▸ **Problem description**
Would you please copy exactly the line with "Category: dark brown horse" and all lines that follow it in the data below, through the last one?

▸ **Source information**

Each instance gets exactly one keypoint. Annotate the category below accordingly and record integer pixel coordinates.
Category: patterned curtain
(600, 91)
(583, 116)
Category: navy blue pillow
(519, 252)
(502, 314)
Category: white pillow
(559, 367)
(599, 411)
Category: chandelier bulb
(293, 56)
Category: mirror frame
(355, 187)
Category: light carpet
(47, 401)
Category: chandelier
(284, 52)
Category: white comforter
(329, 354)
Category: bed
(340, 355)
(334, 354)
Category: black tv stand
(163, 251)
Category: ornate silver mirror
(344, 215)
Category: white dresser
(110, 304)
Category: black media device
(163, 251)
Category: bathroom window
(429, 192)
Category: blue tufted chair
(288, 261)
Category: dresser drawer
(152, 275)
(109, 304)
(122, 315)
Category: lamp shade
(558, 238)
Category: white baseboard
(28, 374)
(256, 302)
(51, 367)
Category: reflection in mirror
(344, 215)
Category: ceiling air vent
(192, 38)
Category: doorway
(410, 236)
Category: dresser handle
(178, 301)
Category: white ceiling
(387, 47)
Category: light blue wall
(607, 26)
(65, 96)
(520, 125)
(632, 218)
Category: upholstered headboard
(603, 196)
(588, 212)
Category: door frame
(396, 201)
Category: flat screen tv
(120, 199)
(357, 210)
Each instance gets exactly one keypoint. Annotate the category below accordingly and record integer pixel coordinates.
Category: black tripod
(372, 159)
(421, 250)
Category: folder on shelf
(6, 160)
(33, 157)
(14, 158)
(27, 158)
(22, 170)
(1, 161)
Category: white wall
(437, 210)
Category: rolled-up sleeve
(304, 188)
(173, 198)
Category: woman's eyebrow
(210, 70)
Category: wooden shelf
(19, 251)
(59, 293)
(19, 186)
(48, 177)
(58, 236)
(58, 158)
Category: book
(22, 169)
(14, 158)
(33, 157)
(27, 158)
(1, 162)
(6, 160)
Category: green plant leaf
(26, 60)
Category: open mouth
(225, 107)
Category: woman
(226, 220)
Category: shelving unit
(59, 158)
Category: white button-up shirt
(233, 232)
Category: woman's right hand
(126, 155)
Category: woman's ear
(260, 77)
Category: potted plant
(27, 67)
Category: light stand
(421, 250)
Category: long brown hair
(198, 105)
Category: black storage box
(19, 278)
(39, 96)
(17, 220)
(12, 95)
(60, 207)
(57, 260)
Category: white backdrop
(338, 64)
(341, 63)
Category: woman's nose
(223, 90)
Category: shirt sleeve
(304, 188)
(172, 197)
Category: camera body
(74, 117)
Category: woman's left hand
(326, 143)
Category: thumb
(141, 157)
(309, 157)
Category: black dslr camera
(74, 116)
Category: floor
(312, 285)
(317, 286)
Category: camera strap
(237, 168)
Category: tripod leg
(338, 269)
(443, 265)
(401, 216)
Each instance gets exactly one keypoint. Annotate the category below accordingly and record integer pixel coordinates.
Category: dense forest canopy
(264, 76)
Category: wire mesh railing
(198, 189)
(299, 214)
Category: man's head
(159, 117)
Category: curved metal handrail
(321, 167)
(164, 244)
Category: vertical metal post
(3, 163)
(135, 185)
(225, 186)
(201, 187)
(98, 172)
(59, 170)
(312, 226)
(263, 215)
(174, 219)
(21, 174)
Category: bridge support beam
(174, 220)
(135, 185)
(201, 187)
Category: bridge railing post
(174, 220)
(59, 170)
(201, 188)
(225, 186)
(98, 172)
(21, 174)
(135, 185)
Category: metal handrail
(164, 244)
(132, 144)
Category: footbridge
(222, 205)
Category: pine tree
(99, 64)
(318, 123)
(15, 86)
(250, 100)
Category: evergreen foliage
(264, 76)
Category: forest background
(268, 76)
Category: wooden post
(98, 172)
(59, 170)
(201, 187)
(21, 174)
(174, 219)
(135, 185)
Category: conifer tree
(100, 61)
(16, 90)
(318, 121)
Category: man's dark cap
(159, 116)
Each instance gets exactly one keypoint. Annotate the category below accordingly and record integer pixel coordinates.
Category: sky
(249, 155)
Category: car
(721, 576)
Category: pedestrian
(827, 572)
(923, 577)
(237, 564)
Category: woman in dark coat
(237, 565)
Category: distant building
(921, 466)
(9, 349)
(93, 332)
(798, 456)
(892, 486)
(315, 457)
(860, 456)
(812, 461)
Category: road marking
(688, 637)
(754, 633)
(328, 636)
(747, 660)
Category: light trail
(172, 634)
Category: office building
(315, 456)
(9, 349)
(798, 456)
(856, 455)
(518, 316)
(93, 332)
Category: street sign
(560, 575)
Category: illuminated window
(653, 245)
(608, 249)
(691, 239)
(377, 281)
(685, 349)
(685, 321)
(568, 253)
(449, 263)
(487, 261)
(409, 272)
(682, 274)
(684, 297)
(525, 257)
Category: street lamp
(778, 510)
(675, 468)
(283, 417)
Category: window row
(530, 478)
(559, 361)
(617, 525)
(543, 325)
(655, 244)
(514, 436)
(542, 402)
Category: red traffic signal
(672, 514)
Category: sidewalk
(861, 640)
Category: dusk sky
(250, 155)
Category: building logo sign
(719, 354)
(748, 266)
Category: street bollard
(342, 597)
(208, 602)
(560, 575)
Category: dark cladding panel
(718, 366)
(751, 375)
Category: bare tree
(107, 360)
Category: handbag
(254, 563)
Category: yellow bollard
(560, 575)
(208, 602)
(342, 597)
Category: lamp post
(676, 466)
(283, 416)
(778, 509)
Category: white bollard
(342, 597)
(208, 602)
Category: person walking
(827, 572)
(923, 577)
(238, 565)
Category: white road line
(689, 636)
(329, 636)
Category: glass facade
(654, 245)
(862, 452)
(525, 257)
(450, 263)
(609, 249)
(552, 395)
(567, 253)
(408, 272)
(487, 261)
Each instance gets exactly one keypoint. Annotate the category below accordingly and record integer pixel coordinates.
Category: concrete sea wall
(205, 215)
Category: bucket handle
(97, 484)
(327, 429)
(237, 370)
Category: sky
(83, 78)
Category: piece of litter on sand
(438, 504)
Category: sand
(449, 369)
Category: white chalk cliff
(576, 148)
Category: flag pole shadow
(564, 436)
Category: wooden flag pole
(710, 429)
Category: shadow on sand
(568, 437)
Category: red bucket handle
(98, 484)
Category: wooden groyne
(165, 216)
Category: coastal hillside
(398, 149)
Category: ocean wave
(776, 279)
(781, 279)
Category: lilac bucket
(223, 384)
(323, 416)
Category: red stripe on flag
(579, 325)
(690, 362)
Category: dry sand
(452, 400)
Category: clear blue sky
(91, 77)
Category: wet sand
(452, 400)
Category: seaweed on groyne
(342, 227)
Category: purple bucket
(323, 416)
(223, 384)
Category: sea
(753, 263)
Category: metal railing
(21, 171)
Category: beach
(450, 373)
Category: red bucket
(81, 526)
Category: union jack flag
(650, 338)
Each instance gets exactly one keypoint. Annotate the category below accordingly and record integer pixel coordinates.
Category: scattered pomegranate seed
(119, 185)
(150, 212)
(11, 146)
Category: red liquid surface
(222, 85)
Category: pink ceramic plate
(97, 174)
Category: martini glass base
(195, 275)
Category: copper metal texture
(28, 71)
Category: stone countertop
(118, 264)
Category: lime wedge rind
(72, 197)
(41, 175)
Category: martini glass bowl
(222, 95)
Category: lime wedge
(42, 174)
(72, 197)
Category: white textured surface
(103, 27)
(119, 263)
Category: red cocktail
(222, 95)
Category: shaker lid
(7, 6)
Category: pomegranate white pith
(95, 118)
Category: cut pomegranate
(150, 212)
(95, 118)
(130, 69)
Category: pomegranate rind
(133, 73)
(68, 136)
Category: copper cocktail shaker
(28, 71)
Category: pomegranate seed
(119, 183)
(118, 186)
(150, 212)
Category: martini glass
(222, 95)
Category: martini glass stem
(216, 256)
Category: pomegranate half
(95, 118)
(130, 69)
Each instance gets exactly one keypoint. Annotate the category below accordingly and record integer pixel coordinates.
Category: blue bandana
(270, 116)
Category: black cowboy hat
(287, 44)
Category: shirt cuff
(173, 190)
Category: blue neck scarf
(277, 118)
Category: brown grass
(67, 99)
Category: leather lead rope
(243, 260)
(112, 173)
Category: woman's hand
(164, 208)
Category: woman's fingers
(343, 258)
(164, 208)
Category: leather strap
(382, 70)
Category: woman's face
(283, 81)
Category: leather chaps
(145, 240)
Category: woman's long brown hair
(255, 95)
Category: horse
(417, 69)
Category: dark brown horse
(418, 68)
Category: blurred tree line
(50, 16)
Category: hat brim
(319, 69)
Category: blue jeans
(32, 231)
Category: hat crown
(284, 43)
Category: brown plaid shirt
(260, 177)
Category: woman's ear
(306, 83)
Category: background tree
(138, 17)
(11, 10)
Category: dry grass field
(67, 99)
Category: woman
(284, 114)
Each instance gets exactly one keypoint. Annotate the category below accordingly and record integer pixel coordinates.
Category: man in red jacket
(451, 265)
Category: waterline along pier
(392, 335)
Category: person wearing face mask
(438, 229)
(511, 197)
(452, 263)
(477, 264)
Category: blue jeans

▸ **Written answer**
Category: dark brown horse
(418, 68)
Category: blurred tree line
(50, 16)
Category: hat brim
(319, 69)
Category: blue jeans
(32, 231)
Category: hat crown
(284, 43)
Category: brown plaid shirt
(260, 177)
Category: woman's ear
(306, 83)
Category: background tree
(138, 17)
(11, 10)
Category: dry grass field
(67, 99)
Category: woman
(284, 114)
Each instance gets exactly one keypoint. Annotate the category below accordingly and record integer pixel coordinates.
Category: man in red jacket
(451, 265)
Category: waterline along pier
(392, 335)
Category: person wearing face mask
(438, 229)
(511, 197)
(452, 263)
(477, 264)
Category: blue jeans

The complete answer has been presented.